WHAT THE TASK REQUIRES: Would you copy out the whole listing exactly as given?

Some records

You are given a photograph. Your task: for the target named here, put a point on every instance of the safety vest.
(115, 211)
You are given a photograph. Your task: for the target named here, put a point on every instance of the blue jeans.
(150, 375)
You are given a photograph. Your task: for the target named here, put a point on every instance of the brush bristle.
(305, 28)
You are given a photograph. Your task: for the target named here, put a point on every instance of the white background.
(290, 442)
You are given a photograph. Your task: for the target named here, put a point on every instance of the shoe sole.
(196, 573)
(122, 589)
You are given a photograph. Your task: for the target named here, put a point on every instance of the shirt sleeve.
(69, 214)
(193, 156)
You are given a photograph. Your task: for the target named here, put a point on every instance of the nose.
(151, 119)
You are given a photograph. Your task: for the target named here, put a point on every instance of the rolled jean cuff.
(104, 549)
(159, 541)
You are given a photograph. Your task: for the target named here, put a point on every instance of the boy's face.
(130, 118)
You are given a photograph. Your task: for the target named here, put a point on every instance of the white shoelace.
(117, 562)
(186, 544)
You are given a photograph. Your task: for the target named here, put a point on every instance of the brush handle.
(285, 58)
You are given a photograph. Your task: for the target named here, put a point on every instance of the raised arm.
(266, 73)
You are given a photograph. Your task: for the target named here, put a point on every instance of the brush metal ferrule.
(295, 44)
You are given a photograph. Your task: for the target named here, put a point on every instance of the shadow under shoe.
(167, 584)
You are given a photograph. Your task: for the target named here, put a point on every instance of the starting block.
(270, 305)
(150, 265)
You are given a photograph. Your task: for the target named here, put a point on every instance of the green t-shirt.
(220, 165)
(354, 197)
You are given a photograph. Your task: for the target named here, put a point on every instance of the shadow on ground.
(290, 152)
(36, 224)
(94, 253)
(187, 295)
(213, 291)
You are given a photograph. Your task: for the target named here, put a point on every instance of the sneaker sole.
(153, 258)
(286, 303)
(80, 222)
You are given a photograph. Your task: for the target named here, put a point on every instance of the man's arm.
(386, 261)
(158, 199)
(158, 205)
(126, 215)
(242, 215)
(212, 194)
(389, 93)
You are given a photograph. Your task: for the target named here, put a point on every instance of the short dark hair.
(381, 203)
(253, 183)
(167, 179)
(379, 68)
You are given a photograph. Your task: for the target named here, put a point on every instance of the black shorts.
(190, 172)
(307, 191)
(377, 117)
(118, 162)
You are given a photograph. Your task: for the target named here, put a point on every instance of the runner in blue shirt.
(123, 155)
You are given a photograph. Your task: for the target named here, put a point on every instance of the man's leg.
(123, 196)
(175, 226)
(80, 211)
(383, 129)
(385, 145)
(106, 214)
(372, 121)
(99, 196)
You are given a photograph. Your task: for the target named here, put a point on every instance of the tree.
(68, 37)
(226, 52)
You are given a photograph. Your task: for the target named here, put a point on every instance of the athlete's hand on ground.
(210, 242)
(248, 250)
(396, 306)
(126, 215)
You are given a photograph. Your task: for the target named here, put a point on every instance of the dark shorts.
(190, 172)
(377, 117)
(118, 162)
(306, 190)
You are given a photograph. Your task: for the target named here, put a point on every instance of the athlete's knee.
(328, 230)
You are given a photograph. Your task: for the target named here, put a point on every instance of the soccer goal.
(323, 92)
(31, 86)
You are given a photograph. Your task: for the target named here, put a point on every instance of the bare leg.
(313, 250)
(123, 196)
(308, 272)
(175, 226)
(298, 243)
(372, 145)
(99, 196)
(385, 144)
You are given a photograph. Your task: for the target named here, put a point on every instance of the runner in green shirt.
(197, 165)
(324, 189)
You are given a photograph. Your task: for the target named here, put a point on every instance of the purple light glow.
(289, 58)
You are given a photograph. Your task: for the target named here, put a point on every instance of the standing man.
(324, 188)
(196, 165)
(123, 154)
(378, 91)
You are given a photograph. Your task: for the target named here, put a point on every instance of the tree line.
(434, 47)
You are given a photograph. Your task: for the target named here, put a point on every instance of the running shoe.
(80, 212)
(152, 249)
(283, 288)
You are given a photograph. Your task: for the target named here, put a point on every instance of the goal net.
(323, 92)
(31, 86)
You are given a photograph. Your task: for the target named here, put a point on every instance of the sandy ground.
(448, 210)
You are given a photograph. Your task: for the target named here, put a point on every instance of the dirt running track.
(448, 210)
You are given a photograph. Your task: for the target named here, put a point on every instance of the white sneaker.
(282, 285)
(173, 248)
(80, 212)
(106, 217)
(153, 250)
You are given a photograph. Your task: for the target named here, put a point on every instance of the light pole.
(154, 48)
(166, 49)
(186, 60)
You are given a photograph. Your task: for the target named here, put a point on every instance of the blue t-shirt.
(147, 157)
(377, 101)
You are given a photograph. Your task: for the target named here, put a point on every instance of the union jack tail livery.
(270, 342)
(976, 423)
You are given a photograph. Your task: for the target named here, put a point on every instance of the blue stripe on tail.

FINISHED TASK:
You are given a photograph. Your task: for the target named here, put a point on every instance of the safety vest.
(115, 211)
You are given a photograph. Your task: for the target named here, put a point on every instance of the blue jeans.
(150, 375)
You are given a photograph. Your task: for the target named here, put a point on every instance of the brush bristle.
(305, 28)
You are given a photograph. Your task: for the target named here, put a point on every instance of the white background.
(290, 442)
You are given a photograph. Your task: for the target named here, put a point on every instance of the shoe sole.
(196, 573)
(122, 589)
You are given a photograph. Your task: for the target named here, put a point on every instance of the shirt sleeve.
(69, 214)
(193, 156)
You are given a photograph. Your task: for the target named here, put a point on every instance of the nose.
(151, 119)
You are given a photograph. Your task: for the target named here, put a point on every instance of the rolled jean cuff.
(104, 549)
(159, 541)
You are given a photograph. Your task: for the target named here, put a point on every instance of the boy's face.
(130, 118)
You are given a photograph. Your task: for the target named here, put a point on every instance of the white shoelace.
(117, 562)
(186, 544)
You are given a photograph. Your task: for the target named here, put a point on every instance of the brush handle.
(285, 58)
You are given a photograph. Your task: for the target named here, put a point on every instance of the raised arm.
(266, 73)
You are given a photograph. Your task: for the target named here, put a point on every instance of the brush metal ferrule.
(295, 44)
You are given a photograph. Your task: for the target named here, put a point on every instance of the shadow under shoe.
(167, 584)
You are given a photograph. Your task: for the target named here, put a point on every instance of the starting block.
(270, 305)
(150, 265)
You are given a photograph. Your task: for the target named here, put a point on every instance of the green t-shirt.
(220, 165)
(354, 197)
You are given a photograph. Your task: for the target named here, put a point on every instance of the shadow on ground.
(290, 152)
(36, 224)
(94, 253)
(187, 295)
(213, 291)
You are given a photograph. Your task: for the target named here, put a point on every instance of the sneaker sole.
(153, 258)
(286, 303)
(80, 222)
You are given a photograph. Your task: for the target named here, put a point on every instance of the man's arm.
(386, 261)
(158, 199)
(158, 205)
(126, 215)
(242, 215)
(212, 194)
(389, 93)
You are given a photograph. Your task: for the target named here, put a point on every instance of the short dark hair.
(381, 203)
(253, 183)
(167, 179)
(379, 68)
You are given a photograph. Your task: for the target named here, put a point on every instance of the black shorts.
(190, 172)
(307, 191)
(377, 117)
(118, 162)
You are given a photograph. Your task: for the target named here, put a point on every instance of the runner in blue shirt.
(123, 155)
You are given a photograph. Your task: for the target named here, put a point on every instance of the man's leg.
(123, 196)
(175, 226)
(80, 211)
(383, 129)
(385, 145)
(106, 214)
(372, 121)
(99, 196)
You are given a photograph. Your task: for the target named here, put a point on every instance of the tree.
(68, 37)
(226, 52)
You are given a photograph. Your task: for the target named here, put a point on every instance of the athlete's hand on ground.
(210, 242)
(248, 250)
(396, 306)
(126, 215)
You are given a photograph. Your task: for the target named here, put a point on every instance of the dark shorts.
(190, 172)
(377, 117)
(118, 162)
(306, 190)
You are given a photograph. Your task: for the target named here, put a point on every instance of the athlete's knee.
(328, 230)
You are given a photograph. Your task: for the target named here, put a point on every instance of the soccer goal.
(323, 92)
(31, 86)
You are given a photograph. Your task: for the target named here, put a point on every instance of the bare leg.
(313, 250)
(123, 196)
(308, 272)
(175, 226)
(298, 243)
(372, 145)
(99, 196)
(385, 144)
You are given a photograph. Your task: for the target named here, put a point on every instance of the runner in green shirt.
(197, 165)
(324, 189)
You are given a photograph. Your task: for the target named here, put a point on every instance of the purple light glow.
(289, 58)
You are given a photograph. Your task: for the target named here, put a point on every instance of the standing man.
(324, 188)
(196, 165)
(123, 154)
(378, 91)
You are given a photograph. Your task: for the target named here, put a point on every instance of the tree line.
(434, 47)
You are given a photograph. Your task: for the target named here, put a point on every instance of the running shoe.
(80, 212)
(152, 249)
(283, 288)
You are given a photograph. Your task: for the target named here, put a point on every instance of the goal net.
(323, 92)
(31, 86)
You are given a photograph. Your task: for the target named here, put a point on every instance of the sandy ground.
(448, 210)
You are given a photograph. Your task: for the target named here, put a point on every instance of the dirt running track.
(448, 210)
You are given a photograph. Your task: for the target named here, put a point on every instance of the white sneaker.
(282, 285)
(173, 248)
(80, 212)
(106, 217)
(153, 250)
You are given a photograph. Your task: for the target named here, put a point on every instance of the light pole.
(154, 48)
(166, 49)
(186, 60)
You are given a photograph. Your task: for the target named here, put a point on every instance of the blue t-shirt.
(147, 157)
(377, 101)
You are given a photograph. Your task: for the target named here, put a point on every instance of the union jack tail livery.
(270, 342)
(976, 423)
You are given a photograph. Your task: for the target named here, put a point on every instance of the blue stripe on tail.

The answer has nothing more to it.